[START OF Supplied records]

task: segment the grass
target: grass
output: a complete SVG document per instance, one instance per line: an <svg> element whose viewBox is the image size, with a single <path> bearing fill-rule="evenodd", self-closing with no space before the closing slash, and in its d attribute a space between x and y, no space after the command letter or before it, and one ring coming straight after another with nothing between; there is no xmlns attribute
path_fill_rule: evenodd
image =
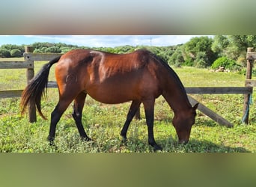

[END OF Supplied records]

Task
Rewrite every entry with "grass" changed to "turf" throughout, keeping all other wording as it is, and omit the pictures from your answer.

Exercise output
task: segment the turf
target: turf
output: a complete SVG document per instance, one instance per line: an <svg> element whose viewBox is the image size, with a single <path> bearing fill-rule="evenodd", self-closing with no space before the closing slash, and in its d attribute a space between x and y, no space after the command letter or before it, and one ring coming straight after another with nothing between; there is no xmlns attribute
path_fill_rule: evenodd
image =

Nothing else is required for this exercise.